INSTRUCTIONS TO FOLLOW: Lay out the stretch from the first line through the line that contains "pixel 1356 176" as a JSON list of strings, one string per line, skipping blank lines. Leave the pictures out.
[Start THE RECORDS]
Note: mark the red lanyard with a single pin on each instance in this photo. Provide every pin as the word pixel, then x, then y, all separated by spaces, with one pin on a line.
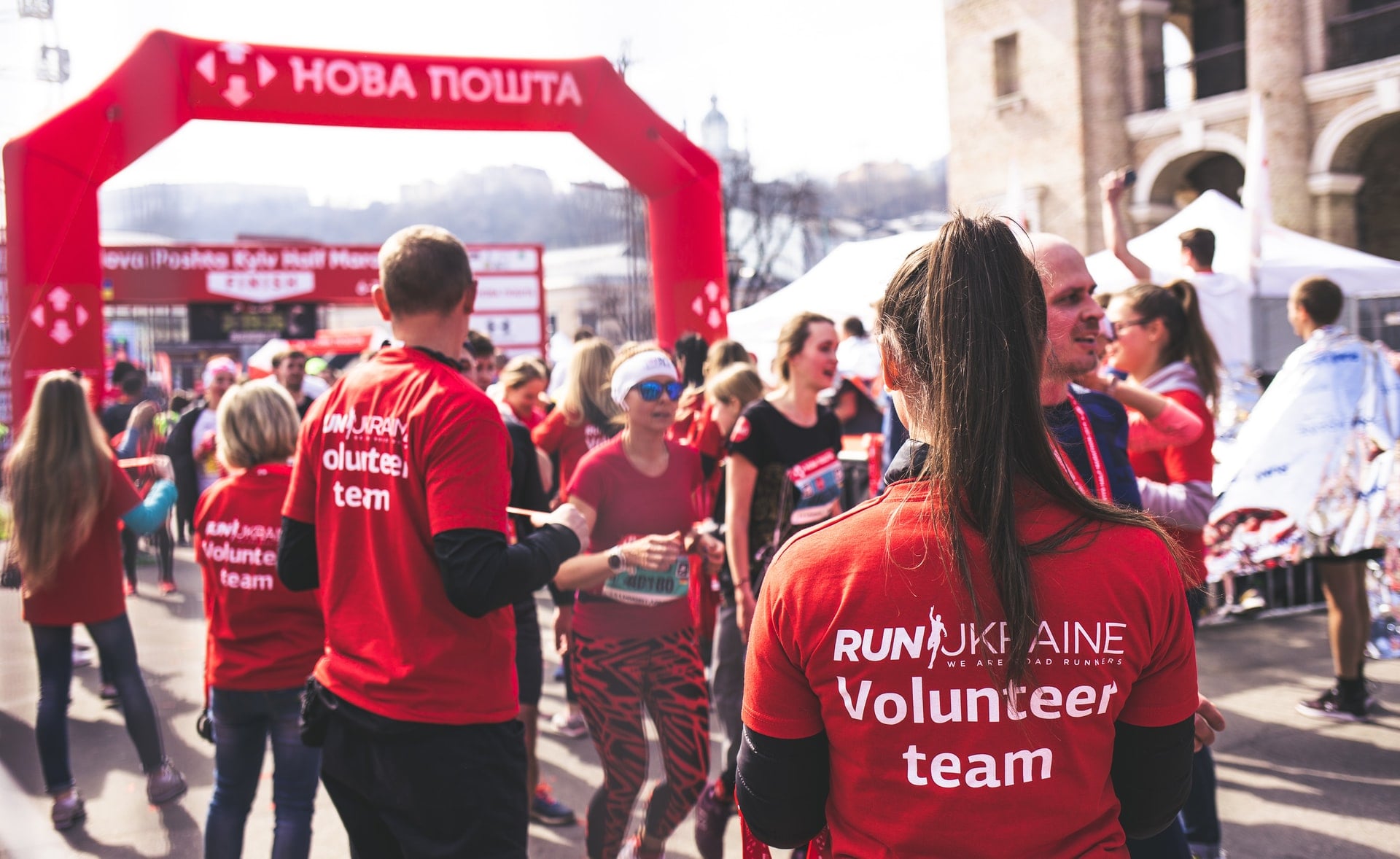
pixel 1091 448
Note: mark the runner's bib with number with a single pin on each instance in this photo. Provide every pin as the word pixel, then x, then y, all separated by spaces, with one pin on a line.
pixel 642 586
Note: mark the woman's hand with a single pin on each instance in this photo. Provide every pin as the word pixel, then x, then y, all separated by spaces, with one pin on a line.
pixel 744 606
pixel 563 627
pixel 653 551
pixel 710 549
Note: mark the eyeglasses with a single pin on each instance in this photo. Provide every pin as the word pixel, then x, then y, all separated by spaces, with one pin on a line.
pixel 651 391
pixel 1118 326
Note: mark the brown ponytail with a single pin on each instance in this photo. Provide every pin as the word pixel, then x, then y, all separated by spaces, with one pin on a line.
pixel 1179 308
pixel 963 327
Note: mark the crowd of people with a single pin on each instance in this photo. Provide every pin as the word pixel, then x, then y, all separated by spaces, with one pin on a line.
pixel 1008 603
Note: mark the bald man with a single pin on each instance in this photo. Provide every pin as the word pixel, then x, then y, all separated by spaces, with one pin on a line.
pixel 1101 465
pixel 1073 318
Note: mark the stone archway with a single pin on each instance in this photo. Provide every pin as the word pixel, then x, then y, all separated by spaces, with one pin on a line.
pixel 1183 168
pixel 1356 176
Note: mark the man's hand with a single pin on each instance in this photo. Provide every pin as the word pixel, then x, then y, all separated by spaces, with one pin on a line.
pixel 1113 187
pixel 570 518
pixel 563 627
pixel 1092 381
pixel 1208 720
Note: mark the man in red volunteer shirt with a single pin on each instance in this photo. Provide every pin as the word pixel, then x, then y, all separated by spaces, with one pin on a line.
pixel 398 513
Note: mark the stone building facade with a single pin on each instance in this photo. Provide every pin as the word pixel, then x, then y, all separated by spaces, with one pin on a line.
pixel 1068 90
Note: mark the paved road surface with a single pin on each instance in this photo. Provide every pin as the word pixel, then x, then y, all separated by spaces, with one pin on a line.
pixel 1290 787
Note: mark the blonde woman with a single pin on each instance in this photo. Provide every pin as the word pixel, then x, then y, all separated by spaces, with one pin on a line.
pixel 586 419
pixel 69 496
pixel 728 392
pixel 263 640
pixel 523 382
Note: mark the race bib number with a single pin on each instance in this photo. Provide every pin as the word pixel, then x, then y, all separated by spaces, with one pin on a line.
pixel 818 481
pixel 640 586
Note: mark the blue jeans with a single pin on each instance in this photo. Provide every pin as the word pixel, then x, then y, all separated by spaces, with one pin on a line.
pixel 117 650
pixel 243 723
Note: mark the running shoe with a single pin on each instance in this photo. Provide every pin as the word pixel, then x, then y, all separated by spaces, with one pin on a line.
pixel 570 725
pixel 1333 705
pixel 68 810
pixel 712 817
pixel 548 810
pixel 164 785
pixel 1251 601
pixel 631 850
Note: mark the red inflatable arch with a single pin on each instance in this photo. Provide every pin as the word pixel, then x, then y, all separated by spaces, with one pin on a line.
pixel 52 174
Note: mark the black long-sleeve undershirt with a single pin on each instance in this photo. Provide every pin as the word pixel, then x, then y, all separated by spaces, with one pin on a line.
pixel 1151 774
pixel 783 785
pixel 481 572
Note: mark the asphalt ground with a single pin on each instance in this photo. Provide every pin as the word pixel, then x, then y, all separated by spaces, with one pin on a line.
pixel 1290 787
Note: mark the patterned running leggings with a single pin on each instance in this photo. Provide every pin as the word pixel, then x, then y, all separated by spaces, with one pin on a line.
pixel 615 677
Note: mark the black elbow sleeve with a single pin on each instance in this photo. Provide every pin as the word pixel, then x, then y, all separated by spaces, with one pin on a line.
pixel 1151 775
pixel 298 564
pixel 782 788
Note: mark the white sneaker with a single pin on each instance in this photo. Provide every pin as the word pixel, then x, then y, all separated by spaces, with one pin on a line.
pixel 164 785
pixel 569 725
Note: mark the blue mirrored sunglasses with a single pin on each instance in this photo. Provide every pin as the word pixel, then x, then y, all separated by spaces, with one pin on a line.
pixel 651 391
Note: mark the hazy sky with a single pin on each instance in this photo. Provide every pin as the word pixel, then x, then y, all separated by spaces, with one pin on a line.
pixel 811 87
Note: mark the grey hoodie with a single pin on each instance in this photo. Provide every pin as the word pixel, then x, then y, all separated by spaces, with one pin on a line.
pixel 1186 505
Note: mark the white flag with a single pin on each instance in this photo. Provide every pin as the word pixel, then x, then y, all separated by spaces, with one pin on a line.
pixel 1014 205
pixel 1259 207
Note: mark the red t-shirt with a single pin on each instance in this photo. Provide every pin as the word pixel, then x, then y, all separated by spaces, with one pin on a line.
pixel 261 635
pixel 88 585
pixel 636 603
pixel 401 449
pixel 863 633
pixel 556 435
pixel 1183 464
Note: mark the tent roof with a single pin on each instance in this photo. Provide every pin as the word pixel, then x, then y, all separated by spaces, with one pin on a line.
pixel 846 283
pixel 1287 257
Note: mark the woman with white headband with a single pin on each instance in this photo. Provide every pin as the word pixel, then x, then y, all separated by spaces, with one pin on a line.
pixel 633 633
pixel 191 446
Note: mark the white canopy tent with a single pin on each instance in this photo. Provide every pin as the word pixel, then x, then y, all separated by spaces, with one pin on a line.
pixel 846 283
pixel 1287 257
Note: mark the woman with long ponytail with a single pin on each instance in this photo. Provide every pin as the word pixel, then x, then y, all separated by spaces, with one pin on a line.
pixel 69 496
pixel 980 626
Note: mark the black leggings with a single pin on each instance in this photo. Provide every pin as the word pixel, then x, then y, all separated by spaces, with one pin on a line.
pixel 164 553
pixel 117 648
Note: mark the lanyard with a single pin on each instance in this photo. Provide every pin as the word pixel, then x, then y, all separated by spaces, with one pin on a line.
pixel 1091 448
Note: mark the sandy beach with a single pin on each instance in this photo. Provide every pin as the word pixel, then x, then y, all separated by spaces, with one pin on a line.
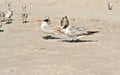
pixel 24 51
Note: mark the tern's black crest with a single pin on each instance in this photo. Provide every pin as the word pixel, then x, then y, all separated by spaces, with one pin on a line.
pixel 46 20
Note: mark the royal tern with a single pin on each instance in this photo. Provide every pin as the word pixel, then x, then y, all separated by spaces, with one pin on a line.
pixel 47 29
pixel 64 22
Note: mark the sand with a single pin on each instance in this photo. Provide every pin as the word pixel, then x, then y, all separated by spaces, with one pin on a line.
pixel 24 51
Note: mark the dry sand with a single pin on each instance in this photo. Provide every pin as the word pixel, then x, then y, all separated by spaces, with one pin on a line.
pixel 23 51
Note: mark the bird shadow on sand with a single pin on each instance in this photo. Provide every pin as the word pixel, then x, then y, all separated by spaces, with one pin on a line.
pixel 25 21
pixel 78 41
pixel 49 37
pixel 8 22
pixel 1 30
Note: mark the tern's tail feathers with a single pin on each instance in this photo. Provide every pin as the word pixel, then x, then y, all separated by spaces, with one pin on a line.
pixel 92 32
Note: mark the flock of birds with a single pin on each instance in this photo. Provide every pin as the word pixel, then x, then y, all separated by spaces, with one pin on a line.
pixel 72 31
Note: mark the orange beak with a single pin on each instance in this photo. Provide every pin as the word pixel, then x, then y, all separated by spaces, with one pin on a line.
pixel 39 20
pixel 58 28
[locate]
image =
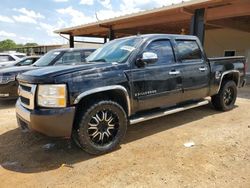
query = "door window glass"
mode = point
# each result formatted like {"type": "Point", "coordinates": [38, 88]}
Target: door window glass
{"type": "Point", "coordinates": [188, 50]}
{"type": "Point", "coordinates": [163, 49]}
{"type": "Point", "coordinates": [69, 58]}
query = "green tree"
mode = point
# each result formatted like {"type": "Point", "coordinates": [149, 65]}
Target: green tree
{"type": "Point", "coordinates": [7, 44]}
{"type": "Point", "coordinates": [31, 44]}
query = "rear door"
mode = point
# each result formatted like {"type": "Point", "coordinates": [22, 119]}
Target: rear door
{"type": "Point", "coordinates": [194, 69]}
{"type": "Point", "coordinates": [157, 84]}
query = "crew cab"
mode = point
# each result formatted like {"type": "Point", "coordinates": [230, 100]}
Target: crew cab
{"type": "Point", "coordinates": [127, 81]}
{"type": "Point", "coordinates": [8, 82]}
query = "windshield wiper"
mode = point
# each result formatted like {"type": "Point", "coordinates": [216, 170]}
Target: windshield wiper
{"type": "Point", "coordinates": [98, 60]}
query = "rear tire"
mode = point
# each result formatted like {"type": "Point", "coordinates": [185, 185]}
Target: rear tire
{"type": "Point", "coordinates": [225, 99]}
{"type": "Point", "coordinates": [101, 127]}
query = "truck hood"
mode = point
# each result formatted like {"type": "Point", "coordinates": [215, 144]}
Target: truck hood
{"type": "Point", "coordinates": [48, 74]}
{"type": "Point", "coordinates": [16, 70]}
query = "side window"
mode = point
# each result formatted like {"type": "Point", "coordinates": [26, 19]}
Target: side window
{"type": "Point", "coordinates": [69, 58]}
{"type": "Point", "coordinates": [85, 54]}
{"type": "Point", "coordinates": [4, 58]}
{"type": "Point", "coordinates": [26, 62]}
{"type": "Point", "coordinates": [11, 58]}
{"type": "Point", "coordinates": [188, 50]}
{"type": "Point", "coordinates": [163, 49]}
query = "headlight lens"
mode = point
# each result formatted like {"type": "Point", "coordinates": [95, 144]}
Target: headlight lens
{"type": "Point", "coordinates": [52, 96]}
{"type": "Point", "coordinates": [4, 79]}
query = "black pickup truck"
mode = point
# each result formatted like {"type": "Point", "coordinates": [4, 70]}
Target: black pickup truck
{"type": "Point", "coordinates": [127, 81]}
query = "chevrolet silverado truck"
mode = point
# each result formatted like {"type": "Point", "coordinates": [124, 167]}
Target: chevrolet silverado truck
{"type": "Point", "coordinates": [127, 81]}
{"type": "Point", "coordinates": [8, 82]}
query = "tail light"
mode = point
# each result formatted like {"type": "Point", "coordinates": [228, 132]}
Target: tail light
{"type": "Point", "coordinates": [245, 66]}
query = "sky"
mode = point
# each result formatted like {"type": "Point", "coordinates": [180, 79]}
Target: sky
{"type": "Point", "coordinates": [36, 20]}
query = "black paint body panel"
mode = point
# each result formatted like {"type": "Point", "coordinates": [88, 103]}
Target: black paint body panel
{"type": "Point", "coordinates": [148, 87]}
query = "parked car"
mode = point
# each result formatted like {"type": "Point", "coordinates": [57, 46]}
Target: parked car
{"type": "Point", "coordinates": [21, 62]}
{"type": "Point", "coordinates": [127, 81]}
{"type": "Point", "coordinates": [9, 84]}
{"type": "Point", "coordinates": [10, 57]}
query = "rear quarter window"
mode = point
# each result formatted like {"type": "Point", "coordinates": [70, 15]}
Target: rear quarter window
{"type": "Point", "coordinates": [188, 50]}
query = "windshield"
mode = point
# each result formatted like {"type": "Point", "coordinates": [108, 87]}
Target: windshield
{"type": "Point", "coordinates": [48, 58]}
{"type": "Point", "coordinates": [115, 51]}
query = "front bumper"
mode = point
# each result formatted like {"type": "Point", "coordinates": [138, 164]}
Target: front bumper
{"type": "Point", "coordinates": [9, 90]}
{"type": "Point", "coordinates": [50, 122]}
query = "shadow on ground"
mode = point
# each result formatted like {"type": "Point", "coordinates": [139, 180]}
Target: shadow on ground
{"type": "Point", "coordinates": [244, 92]}
{"type": "Point", "coordinates": [24, 152]}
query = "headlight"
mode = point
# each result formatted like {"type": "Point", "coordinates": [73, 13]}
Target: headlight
{"type": "Point", "coordinates": [4, 79]}
{"type": "Point", "coordinates": [52, 96]}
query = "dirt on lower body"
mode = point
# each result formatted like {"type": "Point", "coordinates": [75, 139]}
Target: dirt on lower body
{"type": "Point", "coordinates": [196, 148]}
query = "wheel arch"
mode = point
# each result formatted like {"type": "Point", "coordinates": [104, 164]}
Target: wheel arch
{"type": "Point", "coordinates": [233, 75]}
{"type": "Point", "coordinates": [116, 92]}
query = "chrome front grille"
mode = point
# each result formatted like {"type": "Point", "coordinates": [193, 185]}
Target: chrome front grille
{"type": "Point", "coordinates": [27, 95]}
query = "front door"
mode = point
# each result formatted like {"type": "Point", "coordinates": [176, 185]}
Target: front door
{"type": "Point", "coordinates": [158, 84]}
{"type": "Point", "coordinates": [195, 70]}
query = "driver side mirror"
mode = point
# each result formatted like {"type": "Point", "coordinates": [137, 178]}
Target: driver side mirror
{"type": "Point", "coordinates": [147, 58]}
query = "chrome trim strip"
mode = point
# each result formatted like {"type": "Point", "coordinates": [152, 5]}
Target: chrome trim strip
{"type": "Point", "coordinates": [22, 112]}
{"type": "Point", "coordinates": [106, 88]}
{"type": "Point", "coordinates": [168, 112]}
{"type": "Point", "coordinates": [228, 72]}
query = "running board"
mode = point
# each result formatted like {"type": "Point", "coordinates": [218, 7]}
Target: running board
{"type": "Point", "coordinates": [167, 112]}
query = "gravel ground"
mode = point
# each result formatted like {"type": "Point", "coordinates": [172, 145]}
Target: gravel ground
{"type": "Point", "coordinates": [152, 154]}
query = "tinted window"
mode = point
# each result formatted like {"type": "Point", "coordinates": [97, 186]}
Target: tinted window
{"type": "Point", "coordinates": [20, 56]}
{"type": "Point", "coordinates": [229, 53]}
{"type": "Point", "coordinates": [87, 53]}
{"type": "Point", "coordinates": [26, 62]}
{"type": "Point", "coordinates": [188, 50]}
{"type": "Point", "coordinates": [117, 50]}
{"type": "Point", "coordinates": [48, 58]}
{"type": "Point", "coordinates": [4, 58]}
{"type": "Point", "coordinates": [70, 58]}
{"type": "Point", "coordinates": [163, 49]}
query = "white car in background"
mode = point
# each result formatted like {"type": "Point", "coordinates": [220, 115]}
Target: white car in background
{"type": "Point", "coordinates": [7, 58]}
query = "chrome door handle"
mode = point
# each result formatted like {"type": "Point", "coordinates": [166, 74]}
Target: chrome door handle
{"type": "Point", "coordinates": [202, 68]}
{"type": "Point", "coordinates": [174, 72]}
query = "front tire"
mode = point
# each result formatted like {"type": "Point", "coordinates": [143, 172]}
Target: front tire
{"type": "Point", "coordinates": [101, 127]}
{"type": "Point", "coordinates": [226, 97]}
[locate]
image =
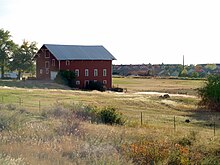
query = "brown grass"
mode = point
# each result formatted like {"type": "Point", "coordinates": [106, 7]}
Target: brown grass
{"type": "Point", "coordinates": [38, 141]}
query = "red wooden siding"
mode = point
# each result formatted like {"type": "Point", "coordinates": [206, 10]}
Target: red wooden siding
{"type": "Point", "coordinates": [53, 64]}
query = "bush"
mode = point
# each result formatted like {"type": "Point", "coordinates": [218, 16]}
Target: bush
{"type": "Point", "coordinates": [66, 77]}
{"type": "Point", "coordinates": [210, 93]}
{"type": "Point", "coordinates": [96, 85]}
{"type": "Point", "coordinates": [110, 116]}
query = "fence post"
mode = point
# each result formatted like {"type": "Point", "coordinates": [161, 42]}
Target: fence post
{"type": "Point", "coordinates": [141, 119]}
{"type": "Point", "coordinates": [20, 101]}
{"type": "Point", "coordinates": [39, 106]}
{"type": "Point", "coordinates": [174, 123]}
{"type": "Point", "coordinates": [214, 128]}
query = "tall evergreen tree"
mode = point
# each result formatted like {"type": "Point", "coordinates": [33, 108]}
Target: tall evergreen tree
{"type": "Point", "coordinates": [22, 58]}
{"type": "Point", "coordinates": [6, 48]}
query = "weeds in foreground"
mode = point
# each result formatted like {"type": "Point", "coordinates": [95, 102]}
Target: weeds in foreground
{"type": "Point", "coordinates": [66, 135]}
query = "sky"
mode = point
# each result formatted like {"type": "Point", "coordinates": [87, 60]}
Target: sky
{"type": "Point", "coordinates": [134, 31]}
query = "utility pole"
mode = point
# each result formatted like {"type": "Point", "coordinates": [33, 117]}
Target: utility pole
{"type": "Point", "coordinates": [183, 63]}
[End THE RECORDS]
OUTPUT FOR THIS TASK:
[
  "Note: mark the red lanyard with a single pin on each instance in this photo. Provide every pin as the word pixel, then x, then y, all separated by spaces, with one pin on a line.",
  "pixel 1091 448",
  "Note: mark the runner's bib with number with a single pin on each instance in this photo. Provide every pin as the word pixel, then x, then y, all separated by spaces, with one pin on a line.",
  "pixel 642 586",
  "Note: mark the woman's hand with a single pin on each instance in this photo. Provide every pin as the word pixel, then x, then y, all separated by spaces, with one pin on a line.",
  "pixel 744 606",
  "pixel 563 627",
  "pixel 653 551",
  "pixel 710 549",
  "Note: mark the eyeglasses with a single pin on each instance in this photo. Provide every pin as the word pixel, then x, then y, all separated by spaces, with one pin on a line.",
  "pixel 651 391",
  "pixel 1118 326",
  "Note: mark the brown ponytail with a single pin on each instance in this photo. Provide every pin as the word pixel, then x, then y, all separated by spaces, with one pin on a line.",
  "pixel 1179 308",
  "pixel 963 327",
  "Note: mark the crowd of people with a single pin on each instance in this photo. Provide every pin as the word pixel, then x, then y, all separated by spaces, with one pin on a line.",
  "pixel 1008 603",
  "Note: mark the bald man with a single pin on each instance in this photo. Provide every pin as the word pixel, then x, then y, all separated by spaces, with one pin on a line.",
  "pixel 1101 465",
  "pixel 1073 318",
  "Note: mark the stone archway with a single pin on each instance in this photo. Provide every pin as the word pixel, then x, then y, all separated by spaces, with one pin on a line.",
  "pixel 1183 168",
  "pixel 1356 176"
]